> _TEXT SEGMENT_
# Should Kitchen Table match Kitchen Cabinets



## WhatRnsdownhill

its your kitchen and money, buy what makes you happy!!!!!!!!!! who cares what anyone else thinks...............


----------



## ES1

True, but I am not sure if it will look good. I'm spending alot of money as the table is solid wood and chairs are leather so I want to make the right decision and am not the best at decorating / colour schemes. Any advice would be appreciated from those that are good at this. Thanks!


----------



## ES1

Here is a picture of my kitchen so you get an idea of the colour.


----------



## Two Knots

Gorgeous kitchen...I have the same color cabs and floor as you do.
I did a walnut table and chairs for contrast. It looks nice; I wanted
contrast...I love that it doesn't match.
I can show you a pic or two.


----------



## ES1

If you wouldnt mind posting a pic, that would be great!!


----------



## Two Knots

Well, our kitchen is a galley kitchen, it's a total DIY kitchen. I
designed it to look like a shake / arts and crafts kitchen. The cabs are
QS white oak stained medium. 

The walnut table and chairs, as you can see are a lot darker.
We also made a walnut bird cage for our love bird. 
I think if we would have made the table and chairs in the same color as
the cabs it would have been ho hum....


----------



## Two Knots

This is the table and chairs in walnut.


----------



## ES1

Thanks so much for posting the pics! Your colours are very similar to mine and I like the contrast of the kitchen cabinets and the table / chairs. I couldnt picture it in my mind......this really helped!! Thanks so much!!!


----------



## Two Knots

You're welcome, that's my problem in decorating and designing
things we want to built. I need a lot of visual aids.

> _SUPPLIED INFORMATION_
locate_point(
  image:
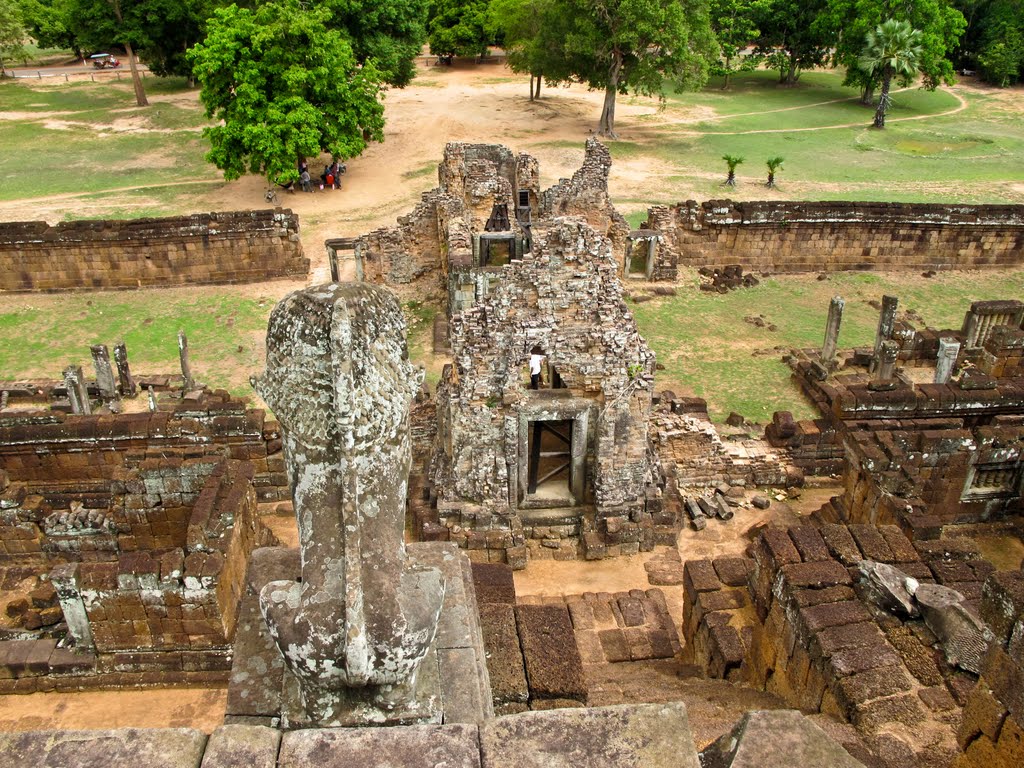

> _YOUR GOAL_
Go on with the forum thread on matching a kitchen table to the cabinets, picking up after its last post. The material has no connection to the text.

> _RESULT_
----------



## jackbenson003

I think you need to do it according to your choice. Thats upto you how you want to see your kitchen. if you want to get some ideas you can check romatichhomes(dot)com.


----------



## Nik333

It looks like a big place, so will the kitchen dining area be a fairly separate area? I've never thought of a dining area as needing to match the kitchen. One thing that helps me is to get the furniture catalogs from nice furniture companies that have many unique areas of furniture or are online. Like 18th century American vs Tropical, vs Colonial Country vs French Country, vs Swedish Modern. Your kitchens are beautiful, btw. etc.


----------



## beee

I also never thought dining area as needing to match the kitchen and the two rooms of mine are quite different from each other.But from the pics,it seems really great if the color of dining room is similar with the color of kitchen room.


----------



## gregzoll

I am sorry but matching kitchen furniture to match cabinets is overboard. I have never been in a house that had a matching dining room set or kitchen set that matched the cabinets.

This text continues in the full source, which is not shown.